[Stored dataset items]
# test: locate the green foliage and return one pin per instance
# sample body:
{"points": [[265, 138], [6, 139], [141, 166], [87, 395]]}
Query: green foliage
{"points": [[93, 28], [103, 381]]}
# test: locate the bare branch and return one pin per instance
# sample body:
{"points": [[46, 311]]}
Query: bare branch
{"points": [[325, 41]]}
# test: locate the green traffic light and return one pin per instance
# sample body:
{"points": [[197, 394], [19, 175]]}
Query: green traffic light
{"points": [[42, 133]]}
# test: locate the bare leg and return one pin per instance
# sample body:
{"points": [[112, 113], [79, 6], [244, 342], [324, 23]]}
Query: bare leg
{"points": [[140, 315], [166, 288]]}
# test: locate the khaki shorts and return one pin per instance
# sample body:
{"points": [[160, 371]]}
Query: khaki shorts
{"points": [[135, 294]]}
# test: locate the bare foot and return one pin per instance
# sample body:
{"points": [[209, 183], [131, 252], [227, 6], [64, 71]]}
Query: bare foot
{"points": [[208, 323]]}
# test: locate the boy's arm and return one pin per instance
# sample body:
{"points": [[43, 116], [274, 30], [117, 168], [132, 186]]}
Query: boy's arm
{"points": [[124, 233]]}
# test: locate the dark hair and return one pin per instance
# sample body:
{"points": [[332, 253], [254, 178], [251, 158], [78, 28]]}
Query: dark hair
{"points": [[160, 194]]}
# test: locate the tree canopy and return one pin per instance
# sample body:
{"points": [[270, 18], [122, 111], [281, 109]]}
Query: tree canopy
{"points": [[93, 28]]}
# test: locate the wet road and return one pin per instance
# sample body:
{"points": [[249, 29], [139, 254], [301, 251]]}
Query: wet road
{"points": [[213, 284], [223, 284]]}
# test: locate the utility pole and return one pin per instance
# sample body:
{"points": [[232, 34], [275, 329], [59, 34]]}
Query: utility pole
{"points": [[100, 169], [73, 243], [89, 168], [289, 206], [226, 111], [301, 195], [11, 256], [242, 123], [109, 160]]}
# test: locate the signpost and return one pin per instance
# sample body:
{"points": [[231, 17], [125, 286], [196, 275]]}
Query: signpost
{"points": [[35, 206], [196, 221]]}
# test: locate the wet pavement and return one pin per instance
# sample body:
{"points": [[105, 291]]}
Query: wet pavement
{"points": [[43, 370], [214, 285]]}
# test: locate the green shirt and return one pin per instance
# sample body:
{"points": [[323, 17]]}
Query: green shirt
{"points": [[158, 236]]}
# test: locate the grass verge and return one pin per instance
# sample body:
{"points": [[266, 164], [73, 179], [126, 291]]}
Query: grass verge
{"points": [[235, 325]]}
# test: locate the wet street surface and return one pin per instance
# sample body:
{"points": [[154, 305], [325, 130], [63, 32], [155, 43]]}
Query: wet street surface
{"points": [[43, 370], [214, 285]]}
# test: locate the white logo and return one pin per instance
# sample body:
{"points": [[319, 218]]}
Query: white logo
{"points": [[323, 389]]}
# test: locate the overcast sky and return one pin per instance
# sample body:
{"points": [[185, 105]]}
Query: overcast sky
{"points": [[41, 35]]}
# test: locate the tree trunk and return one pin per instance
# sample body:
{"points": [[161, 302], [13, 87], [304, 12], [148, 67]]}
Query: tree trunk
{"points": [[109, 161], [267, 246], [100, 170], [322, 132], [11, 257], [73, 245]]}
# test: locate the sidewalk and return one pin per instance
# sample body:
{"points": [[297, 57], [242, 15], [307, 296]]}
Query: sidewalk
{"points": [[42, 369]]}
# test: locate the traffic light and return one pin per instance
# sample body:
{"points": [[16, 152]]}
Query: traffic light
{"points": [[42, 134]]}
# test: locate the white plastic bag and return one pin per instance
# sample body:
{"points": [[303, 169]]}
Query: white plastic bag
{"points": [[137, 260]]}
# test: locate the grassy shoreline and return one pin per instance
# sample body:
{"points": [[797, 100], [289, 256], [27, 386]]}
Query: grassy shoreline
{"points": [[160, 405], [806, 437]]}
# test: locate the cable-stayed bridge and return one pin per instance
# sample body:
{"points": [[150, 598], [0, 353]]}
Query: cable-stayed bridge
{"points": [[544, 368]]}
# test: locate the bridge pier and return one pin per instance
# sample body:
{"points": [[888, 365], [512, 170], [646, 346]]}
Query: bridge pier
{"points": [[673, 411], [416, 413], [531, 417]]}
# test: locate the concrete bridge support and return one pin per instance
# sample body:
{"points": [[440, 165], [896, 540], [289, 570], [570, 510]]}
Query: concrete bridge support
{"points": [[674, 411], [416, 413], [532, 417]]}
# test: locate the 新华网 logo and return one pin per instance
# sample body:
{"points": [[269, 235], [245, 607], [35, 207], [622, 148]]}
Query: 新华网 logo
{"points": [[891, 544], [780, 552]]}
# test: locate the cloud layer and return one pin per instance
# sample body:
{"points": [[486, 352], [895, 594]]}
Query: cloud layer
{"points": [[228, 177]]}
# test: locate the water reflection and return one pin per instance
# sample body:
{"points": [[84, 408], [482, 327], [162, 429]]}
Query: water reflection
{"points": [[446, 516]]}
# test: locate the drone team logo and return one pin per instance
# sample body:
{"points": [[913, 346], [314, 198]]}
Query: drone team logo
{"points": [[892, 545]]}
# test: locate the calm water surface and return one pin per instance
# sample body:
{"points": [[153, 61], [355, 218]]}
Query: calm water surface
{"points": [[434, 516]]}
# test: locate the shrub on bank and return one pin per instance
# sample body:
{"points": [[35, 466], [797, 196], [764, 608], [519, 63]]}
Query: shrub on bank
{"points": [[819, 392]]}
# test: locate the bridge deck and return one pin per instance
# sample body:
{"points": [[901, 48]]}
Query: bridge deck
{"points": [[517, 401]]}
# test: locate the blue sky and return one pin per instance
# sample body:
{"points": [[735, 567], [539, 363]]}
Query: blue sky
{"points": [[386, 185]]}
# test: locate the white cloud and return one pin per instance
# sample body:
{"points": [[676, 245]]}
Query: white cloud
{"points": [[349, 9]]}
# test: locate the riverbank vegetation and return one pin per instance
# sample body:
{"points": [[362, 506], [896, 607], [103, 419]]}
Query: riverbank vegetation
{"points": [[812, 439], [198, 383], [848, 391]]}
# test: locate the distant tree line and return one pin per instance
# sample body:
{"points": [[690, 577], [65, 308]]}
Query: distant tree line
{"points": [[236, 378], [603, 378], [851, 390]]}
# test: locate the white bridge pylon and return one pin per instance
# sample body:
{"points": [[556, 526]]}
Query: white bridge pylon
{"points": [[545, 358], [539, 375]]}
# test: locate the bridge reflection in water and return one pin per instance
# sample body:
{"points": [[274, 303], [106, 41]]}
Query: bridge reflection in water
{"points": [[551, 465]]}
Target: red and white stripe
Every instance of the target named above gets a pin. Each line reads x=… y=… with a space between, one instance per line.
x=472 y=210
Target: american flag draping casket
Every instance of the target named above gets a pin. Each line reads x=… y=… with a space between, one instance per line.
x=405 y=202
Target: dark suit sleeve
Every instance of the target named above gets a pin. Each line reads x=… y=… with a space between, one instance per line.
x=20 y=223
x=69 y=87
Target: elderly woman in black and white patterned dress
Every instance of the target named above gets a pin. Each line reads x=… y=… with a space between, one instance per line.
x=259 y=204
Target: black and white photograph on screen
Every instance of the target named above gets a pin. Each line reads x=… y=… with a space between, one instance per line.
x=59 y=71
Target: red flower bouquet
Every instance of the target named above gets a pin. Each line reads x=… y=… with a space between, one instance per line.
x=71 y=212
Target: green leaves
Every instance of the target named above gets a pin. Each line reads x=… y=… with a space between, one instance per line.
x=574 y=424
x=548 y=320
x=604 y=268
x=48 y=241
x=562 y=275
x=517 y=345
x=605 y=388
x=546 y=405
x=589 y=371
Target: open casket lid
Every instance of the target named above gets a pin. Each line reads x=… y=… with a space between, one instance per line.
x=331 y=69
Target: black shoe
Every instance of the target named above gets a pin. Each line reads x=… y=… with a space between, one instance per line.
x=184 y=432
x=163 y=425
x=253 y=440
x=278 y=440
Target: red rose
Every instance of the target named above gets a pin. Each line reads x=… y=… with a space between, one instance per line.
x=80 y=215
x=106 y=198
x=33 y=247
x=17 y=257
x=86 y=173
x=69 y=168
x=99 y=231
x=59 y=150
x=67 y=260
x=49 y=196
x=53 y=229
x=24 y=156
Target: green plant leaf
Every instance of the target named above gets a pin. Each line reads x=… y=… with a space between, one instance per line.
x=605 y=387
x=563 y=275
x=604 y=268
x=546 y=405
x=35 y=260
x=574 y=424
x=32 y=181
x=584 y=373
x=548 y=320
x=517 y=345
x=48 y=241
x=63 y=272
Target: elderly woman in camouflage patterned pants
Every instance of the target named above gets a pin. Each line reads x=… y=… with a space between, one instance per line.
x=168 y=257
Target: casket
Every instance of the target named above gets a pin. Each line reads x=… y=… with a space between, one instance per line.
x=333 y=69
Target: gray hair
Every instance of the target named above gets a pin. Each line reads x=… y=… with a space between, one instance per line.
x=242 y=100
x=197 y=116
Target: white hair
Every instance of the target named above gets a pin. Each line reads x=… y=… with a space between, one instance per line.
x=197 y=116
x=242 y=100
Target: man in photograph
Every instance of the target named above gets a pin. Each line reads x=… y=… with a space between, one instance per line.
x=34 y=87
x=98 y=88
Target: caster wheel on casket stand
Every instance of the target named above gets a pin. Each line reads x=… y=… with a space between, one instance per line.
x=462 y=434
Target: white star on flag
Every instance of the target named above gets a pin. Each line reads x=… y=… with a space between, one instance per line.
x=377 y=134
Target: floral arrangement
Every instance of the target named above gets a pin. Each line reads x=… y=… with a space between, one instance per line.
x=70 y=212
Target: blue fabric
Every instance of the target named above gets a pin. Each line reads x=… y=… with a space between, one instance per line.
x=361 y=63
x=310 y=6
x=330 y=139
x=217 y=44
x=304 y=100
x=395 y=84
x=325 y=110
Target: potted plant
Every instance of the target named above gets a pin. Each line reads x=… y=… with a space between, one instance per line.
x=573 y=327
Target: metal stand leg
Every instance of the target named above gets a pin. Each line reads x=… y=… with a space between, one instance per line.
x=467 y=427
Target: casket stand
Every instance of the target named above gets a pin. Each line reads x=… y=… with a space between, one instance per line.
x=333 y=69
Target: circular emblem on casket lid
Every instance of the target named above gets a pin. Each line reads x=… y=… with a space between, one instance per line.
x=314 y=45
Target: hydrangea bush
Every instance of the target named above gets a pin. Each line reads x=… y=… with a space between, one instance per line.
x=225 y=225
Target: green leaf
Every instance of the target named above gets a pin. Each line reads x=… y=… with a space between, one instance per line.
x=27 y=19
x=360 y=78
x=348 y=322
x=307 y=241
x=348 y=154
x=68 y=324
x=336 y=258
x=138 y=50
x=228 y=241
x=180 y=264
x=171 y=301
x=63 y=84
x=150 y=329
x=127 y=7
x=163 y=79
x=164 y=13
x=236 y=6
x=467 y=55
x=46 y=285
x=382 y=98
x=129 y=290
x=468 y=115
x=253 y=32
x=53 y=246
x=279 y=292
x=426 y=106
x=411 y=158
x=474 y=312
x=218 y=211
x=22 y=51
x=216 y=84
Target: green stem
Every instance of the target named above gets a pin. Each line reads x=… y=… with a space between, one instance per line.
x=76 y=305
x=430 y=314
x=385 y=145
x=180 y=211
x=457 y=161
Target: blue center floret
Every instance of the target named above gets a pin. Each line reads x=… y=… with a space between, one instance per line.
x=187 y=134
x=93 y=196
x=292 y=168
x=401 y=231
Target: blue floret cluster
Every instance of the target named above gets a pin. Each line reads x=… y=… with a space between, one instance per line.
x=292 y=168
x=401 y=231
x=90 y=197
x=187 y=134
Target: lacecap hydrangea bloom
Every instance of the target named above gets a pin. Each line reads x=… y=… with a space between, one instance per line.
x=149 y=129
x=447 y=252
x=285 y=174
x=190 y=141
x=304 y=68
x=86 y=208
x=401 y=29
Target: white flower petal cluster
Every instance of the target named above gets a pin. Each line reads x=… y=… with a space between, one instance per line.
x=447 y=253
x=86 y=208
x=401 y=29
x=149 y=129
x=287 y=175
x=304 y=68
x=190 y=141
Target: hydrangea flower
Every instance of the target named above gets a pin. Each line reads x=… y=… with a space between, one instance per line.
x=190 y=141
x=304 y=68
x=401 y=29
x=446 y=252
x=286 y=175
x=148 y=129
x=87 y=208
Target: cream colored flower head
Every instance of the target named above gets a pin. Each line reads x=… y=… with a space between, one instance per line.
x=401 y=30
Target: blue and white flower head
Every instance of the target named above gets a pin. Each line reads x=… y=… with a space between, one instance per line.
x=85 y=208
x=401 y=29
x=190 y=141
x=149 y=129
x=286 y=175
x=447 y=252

▸ **DIRECTIONS FOR THIS TASK**:
Pick out all lines from the data above in which the word "hydrangea" appears.

▸ **TASK ANSWER**:
Target: hydrangea bush
Target: lacecap hydrangea bloom
Target: hydrangea flower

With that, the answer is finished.